┌─ MATERIAL PROVIDED

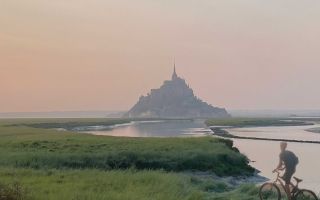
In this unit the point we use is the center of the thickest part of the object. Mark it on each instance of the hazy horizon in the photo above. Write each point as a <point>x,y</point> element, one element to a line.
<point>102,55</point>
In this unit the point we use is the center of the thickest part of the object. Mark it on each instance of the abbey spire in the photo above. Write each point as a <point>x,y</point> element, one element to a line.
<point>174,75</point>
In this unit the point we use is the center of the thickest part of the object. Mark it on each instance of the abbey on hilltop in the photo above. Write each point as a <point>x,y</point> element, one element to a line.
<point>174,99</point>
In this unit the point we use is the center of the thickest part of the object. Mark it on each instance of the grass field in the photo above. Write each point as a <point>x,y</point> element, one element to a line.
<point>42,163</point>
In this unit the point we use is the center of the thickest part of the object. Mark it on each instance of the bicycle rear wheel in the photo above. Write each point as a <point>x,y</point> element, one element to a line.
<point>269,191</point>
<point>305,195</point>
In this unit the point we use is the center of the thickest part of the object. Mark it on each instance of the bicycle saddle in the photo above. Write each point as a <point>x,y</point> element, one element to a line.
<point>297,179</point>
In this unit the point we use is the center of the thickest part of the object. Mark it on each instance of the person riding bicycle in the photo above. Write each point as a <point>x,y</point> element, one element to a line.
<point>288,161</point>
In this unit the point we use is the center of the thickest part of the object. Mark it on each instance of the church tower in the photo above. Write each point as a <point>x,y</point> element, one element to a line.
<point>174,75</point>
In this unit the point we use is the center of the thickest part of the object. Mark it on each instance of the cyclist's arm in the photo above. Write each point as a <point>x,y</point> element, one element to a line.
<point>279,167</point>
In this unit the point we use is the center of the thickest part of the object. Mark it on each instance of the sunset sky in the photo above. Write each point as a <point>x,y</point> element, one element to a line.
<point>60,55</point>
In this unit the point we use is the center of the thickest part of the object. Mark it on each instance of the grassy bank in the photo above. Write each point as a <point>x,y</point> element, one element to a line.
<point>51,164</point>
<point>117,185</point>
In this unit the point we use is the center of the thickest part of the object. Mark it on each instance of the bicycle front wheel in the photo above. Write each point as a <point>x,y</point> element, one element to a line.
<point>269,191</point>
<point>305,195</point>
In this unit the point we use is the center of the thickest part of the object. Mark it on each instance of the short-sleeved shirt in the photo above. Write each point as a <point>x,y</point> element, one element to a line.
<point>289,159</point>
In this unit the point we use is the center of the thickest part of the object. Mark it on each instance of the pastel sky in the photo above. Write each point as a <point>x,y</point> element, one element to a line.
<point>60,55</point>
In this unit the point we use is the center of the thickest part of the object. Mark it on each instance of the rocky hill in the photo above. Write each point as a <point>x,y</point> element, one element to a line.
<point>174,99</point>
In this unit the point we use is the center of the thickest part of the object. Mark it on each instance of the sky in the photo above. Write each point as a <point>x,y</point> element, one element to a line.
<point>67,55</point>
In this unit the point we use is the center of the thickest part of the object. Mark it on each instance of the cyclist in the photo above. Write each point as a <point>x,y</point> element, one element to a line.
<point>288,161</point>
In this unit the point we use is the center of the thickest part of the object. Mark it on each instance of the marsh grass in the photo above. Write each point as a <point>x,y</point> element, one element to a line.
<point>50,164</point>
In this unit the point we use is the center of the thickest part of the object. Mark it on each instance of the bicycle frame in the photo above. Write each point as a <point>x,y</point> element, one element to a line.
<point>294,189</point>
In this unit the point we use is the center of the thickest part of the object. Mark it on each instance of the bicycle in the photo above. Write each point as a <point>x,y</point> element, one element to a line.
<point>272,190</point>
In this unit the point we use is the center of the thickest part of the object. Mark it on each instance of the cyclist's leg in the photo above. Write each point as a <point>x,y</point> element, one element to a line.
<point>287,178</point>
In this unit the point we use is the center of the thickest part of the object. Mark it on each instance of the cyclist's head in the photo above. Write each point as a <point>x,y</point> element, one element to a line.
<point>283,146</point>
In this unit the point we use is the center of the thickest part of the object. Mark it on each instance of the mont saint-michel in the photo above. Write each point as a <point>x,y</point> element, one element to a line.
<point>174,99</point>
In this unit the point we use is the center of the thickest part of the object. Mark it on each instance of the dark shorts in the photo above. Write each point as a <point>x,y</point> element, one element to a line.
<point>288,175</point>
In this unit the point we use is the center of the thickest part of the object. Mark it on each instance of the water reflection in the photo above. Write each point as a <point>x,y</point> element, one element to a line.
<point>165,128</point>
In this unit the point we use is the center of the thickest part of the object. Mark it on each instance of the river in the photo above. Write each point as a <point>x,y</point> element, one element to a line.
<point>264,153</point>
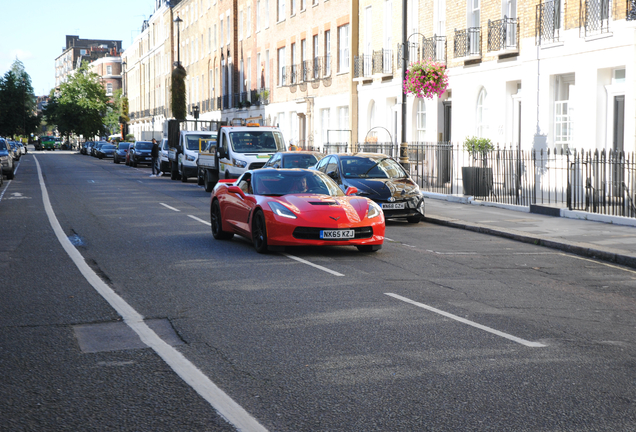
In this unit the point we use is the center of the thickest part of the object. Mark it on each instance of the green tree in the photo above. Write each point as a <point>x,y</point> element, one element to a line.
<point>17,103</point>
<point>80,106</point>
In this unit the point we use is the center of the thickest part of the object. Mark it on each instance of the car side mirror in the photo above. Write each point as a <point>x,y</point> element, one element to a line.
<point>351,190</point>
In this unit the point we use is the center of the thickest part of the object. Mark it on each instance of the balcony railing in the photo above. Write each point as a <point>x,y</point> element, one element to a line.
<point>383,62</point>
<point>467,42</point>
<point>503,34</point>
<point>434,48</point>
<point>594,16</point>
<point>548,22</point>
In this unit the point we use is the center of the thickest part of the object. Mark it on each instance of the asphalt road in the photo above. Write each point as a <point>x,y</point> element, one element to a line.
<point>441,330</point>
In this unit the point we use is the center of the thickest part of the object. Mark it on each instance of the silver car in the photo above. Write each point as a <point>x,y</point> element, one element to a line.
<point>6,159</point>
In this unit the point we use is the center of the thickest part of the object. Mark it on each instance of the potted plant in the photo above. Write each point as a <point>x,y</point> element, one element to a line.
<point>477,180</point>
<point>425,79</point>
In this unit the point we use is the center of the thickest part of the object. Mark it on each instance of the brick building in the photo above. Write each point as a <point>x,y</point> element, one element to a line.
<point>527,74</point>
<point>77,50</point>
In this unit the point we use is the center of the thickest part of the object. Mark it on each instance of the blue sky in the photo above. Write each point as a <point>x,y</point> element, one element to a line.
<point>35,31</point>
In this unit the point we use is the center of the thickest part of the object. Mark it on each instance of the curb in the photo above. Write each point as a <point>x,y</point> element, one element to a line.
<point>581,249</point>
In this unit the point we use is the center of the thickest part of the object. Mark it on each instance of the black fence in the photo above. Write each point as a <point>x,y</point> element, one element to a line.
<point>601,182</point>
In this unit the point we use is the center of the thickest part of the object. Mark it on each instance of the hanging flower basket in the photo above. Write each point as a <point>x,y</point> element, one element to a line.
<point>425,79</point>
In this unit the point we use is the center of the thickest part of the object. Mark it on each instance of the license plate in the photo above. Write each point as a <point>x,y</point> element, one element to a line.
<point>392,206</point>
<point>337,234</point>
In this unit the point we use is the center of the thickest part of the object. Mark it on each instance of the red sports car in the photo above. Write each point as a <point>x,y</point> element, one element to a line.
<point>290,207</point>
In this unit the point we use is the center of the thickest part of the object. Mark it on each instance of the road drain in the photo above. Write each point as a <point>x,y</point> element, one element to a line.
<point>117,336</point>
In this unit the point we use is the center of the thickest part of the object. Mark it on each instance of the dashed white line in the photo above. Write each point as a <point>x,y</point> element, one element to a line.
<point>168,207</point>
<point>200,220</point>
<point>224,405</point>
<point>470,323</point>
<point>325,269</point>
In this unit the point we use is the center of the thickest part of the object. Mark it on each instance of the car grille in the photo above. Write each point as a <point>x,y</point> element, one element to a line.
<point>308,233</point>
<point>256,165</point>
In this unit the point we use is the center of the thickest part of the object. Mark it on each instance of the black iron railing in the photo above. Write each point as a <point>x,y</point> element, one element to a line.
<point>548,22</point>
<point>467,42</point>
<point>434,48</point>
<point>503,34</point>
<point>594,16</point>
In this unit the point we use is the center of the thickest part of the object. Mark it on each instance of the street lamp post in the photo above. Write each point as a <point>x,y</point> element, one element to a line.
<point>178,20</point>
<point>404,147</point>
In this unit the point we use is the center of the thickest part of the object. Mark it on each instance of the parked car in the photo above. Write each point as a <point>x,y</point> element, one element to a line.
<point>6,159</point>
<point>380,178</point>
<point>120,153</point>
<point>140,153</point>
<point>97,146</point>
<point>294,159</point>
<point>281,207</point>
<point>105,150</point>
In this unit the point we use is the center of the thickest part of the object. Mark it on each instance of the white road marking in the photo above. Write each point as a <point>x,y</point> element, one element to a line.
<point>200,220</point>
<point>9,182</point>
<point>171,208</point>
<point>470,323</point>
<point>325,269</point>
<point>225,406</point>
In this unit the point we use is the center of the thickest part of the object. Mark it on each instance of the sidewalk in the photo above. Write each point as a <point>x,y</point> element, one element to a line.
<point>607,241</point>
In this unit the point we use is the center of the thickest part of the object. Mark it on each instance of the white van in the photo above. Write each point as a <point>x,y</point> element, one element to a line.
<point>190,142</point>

└─

TASK DIRECTIONS — Please repeat the lines above exactly, beginning with the line that contains "the white road" and ending with the final one.

SOLUTION TO THIS EXERCISE —
In this unit the point we use is the center of the thickest part of the object. Mark it on each instance of the white road marking in the photo above. Write each point as a <point>x,y</point> element, one element to a line.
<point>200,220</point>
<point>9,182</point>
<point>171,208</point>
<point>470,323</point>
<point>325,269</point>
<point>225,406</point>
In this unit the point we use is the center of the thickest part of the object. Mark it on each instance of the sidewalk in the photo above. Write each point as a <point>x,y</point> element, one element to a line.
<point>607,241</point>
In this unit the point we use is the center of the thickest part of the object. Mark it on each instance of the white van in the photo above. Write each point as a <point>x,y</point> element, one element to a line.
<point>190,142</point>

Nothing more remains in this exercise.